> [Directions]: Go through the listing below and state how many of its lines include "door". Write only that number.

> [Exercise data]:
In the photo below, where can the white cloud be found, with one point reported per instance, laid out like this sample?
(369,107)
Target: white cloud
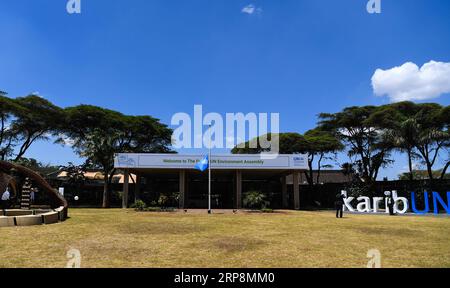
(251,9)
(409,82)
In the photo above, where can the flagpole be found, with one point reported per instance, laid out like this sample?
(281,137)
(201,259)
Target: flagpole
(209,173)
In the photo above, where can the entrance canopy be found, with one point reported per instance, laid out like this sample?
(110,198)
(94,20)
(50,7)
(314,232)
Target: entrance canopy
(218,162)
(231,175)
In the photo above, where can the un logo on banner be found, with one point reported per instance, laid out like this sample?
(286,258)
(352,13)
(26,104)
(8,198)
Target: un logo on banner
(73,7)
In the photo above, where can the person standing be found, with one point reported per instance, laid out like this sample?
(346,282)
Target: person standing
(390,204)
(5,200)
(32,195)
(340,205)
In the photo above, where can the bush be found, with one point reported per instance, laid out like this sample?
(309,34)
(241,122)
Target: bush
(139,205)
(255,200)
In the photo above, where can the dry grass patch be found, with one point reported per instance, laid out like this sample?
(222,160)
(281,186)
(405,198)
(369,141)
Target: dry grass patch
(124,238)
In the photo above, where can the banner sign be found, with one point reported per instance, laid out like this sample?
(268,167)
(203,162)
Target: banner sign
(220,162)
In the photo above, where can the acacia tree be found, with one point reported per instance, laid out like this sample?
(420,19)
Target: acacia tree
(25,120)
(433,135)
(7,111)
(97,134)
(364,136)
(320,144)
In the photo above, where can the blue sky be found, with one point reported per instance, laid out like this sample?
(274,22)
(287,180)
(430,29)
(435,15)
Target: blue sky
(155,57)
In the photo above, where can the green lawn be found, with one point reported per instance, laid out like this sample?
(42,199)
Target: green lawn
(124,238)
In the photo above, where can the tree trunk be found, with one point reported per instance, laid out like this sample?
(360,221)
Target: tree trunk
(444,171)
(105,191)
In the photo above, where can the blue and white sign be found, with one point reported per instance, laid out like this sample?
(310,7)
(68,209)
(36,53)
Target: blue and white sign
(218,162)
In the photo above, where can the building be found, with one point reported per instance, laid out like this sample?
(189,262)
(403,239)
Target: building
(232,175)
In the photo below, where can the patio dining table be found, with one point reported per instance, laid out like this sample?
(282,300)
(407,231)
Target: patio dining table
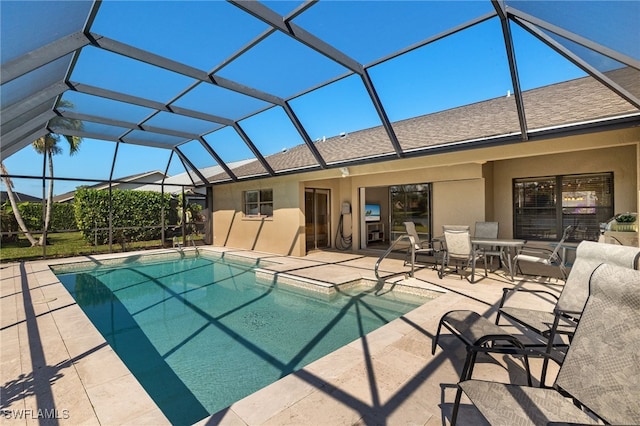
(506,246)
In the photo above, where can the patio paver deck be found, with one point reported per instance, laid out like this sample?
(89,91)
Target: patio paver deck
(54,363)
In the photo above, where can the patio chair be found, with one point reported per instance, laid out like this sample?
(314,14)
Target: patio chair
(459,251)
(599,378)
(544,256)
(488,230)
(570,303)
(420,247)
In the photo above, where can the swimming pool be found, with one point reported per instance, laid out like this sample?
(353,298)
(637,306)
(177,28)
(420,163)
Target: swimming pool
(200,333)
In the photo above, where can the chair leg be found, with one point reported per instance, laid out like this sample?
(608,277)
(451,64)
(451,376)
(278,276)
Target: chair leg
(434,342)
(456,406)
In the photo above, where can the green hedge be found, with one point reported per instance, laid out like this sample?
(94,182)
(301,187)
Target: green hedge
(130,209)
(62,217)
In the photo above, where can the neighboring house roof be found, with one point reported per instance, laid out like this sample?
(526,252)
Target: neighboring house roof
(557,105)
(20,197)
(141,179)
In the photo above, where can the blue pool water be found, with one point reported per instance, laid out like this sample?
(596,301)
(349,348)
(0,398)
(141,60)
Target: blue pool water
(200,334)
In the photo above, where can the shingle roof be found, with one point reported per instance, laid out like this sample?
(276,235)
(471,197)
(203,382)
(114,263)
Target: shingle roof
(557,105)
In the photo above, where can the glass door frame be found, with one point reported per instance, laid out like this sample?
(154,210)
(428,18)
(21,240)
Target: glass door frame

* * *

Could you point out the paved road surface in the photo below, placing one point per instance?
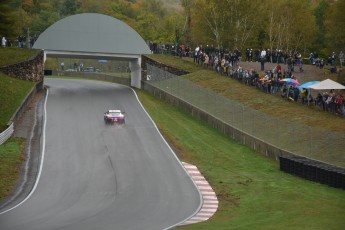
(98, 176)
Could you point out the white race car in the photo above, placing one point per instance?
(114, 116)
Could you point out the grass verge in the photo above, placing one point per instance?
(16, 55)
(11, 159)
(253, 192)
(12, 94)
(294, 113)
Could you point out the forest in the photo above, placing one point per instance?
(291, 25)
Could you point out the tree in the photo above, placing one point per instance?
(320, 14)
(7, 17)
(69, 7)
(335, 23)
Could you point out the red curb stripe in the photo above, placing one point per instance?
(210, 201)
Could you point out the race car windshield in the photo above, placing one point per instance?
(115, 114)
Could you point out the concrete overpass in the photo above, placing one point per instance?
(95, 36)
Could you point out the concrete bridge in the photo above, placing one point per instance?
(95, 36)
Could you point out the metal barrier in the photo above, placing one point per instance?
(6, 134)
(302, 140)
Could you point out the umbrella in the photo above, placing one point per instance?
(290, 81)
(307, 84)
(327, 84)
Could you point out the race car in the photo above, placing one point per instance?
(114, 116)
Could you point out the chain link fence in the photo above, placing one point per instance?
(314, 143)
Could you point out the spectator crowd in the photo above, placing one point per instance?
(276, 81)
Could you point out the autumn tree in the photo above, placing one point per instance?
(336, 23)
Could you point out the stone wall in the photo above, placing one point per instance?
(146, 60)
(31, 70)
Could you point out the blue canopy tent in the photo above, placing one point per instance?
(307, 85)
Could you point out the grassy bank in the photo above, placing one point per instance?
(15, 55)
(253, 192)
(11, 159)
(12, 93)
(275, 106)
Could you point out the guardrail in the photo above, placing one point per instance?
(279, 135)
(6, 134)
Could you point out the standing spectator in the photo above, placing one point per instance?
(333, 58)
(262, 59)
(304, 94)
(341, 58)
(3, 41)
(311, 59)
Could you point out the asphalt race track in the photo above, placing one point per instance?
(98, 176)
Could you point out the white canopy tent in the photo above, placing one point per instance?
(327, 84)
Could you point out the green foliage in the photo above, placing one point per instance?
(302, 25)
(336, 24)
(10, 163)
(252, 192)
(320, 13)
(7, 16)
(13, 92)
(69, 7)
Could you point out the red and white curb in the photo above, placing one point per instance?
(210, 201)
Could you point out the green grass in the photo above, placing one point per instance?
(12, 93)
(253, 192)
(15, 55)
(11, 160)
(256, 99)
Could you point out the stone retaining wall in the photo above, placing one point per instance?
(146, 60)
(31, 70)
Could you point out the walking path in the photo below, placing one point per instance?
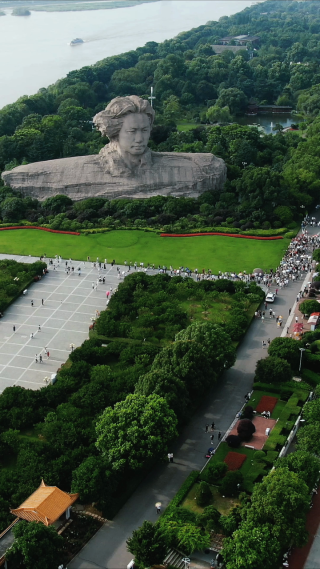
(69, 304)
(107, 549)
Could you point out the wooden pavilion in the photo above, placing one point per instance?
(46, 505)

---

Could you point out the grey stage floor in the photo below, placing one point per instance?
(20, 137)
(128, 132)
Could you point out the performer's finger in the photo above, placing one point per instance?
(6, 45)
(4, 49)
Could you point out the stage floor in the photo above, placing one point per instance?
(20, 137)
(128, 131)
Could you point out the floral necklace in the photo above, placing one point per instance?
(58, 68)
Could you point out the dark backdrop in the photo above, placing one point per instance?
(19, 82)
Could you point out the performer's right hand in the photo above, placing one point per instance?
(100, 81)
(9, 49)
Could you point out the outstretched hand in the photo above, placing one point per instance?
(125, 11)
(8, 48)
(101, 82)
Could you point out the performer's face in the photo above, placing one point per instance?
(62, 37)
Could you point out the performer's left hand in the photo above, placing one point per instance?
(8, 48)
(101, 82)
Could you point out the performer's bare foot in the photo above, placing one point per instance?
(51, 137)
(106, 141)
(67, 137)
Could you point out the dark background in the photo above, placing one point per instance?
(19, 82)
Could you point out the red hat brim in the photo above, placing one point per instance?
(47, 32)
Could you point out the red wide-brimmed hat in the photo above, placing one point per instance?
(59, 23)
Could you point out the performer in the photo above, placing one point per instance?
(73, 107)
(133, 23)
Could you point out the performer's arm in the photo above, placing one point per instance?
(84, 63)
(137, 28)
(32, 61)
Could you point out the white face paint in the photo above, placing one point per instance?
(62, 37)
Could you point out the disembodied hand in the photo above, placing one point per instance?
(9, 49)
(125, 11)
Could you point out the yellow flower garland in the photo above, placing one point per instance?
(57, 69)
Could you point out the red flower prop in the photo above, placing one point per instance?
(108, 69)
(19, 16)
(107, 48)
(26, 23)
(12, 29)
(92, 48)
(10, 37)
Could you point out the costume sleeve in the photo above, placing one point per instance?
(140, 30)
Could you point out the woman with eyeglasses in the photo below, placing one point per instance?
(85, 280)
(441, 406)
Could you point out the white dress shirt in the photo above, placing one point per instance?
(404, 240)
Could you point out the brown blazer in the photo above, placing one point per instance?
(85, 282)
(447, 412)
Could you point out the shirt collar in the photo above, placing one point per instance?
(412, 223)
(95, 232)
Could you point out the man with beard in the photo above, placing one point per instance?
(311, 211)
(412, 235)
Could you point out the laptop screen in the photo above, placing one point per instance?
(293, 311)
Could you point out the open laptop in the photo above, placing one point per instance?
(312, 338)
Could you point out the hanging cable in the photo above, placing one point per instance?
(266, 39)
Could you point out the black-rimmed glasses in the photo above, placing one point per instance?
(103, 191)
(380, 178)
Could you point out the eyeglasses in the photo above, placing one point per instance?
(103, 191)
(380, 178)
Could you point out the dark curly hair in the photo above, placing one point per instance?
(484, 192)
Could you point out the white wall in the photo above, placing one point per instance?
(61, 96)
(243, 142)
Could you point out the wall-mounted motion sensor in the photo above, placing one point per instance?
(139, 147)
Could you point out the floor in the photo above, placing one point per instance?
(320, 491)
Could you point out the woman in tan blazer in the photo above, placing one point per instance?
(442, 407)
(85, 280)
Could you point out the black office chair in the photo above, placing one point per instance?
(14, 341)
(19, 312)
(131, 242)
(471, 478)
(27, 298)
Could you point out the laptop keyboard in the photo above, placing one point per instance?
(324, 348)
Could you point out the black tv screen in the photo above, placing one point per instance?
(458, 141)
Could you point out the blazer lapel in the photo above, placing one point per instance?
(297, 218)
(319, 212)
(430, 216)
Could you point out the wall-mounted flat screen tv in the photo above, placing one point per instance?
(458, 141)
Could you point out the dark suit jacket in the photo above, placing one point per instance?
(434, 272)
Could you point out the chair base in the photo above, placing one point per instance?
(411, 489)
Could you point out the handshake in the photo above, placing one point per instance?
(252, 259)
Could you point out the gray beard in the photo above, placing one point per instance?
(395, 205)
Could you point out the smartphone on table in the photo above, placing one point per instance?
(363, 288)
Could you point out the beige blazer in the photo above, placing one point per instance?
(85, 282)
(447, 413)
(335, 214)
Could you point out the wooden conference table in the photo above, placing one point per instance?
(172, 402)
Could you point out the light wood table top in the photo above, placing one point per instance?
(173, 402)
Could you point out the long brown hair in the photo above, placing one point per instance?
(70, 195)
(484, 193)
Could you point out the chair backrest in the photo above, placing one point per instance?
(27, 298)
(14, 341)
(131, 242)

> [Response to the exercise]: 2